EXERCISE INSTRUCTIONS:
All lines from the one containing "stainless steel appliance." through the last line below must be duplicated exactly, with nothing outside that span.
____________
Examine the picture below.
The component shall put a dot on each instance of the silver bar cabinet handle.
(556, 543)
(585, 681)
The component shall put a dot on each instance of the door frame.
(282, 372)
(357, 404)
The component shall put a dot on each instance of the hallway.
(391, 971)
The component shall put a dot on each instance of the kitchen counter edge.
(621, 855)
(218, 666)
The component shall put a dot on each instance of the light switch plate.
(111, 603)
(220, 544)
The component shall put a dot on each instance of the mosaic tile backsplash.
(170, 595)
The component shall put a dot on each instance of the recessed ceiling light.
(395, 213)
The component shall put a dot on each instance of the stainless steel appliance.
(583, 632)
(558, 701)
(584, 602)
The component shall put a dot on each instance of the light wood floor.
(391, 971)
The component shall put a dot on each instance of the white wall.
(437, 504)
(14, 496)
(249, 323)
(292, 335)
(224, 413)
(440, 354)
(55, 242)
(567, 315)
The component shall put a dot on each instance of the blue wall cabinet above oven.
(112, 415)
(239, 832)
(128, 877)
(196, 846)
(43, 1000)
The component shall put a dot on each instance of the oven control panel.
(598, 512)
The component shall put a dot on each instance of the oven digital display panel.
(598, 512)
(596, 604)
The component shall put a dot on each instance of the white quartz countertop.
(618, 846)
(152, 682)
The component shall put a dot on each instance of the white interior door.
____________
RESPONSE FOR THIS EXERCISE:
The component shall put a dot on each instance of the stainless steel appliance.
(583, 632)
(558, 701)
(584, 602)
The component shall put a dot on each instance of the light wood floor.
(391, 971)
The component shall put a dot on each instance of the white wall.
(437, 504)
(14, 496)
(249, 323)
(292, 335)
(224, 413)
(440, 354)
(55, 242)
(567, 315)
The component shall put a dot on each instance of the blue wall cabinet above oven.
(112, 415)
(239, 832)
(128, 877)
(196, 846)
(43, 1000)
The component shall put a dot on each instance of the oven control panel.
(598, 512)
The component shall put a dot on each instance of the oven digital display panel.
(598, 512)
(596, 604)
The component shall put a dot on each instance of the white quartz countertop.
(618, 846)
(152, 682)
The component shall put a dot on each instance of the white interior door.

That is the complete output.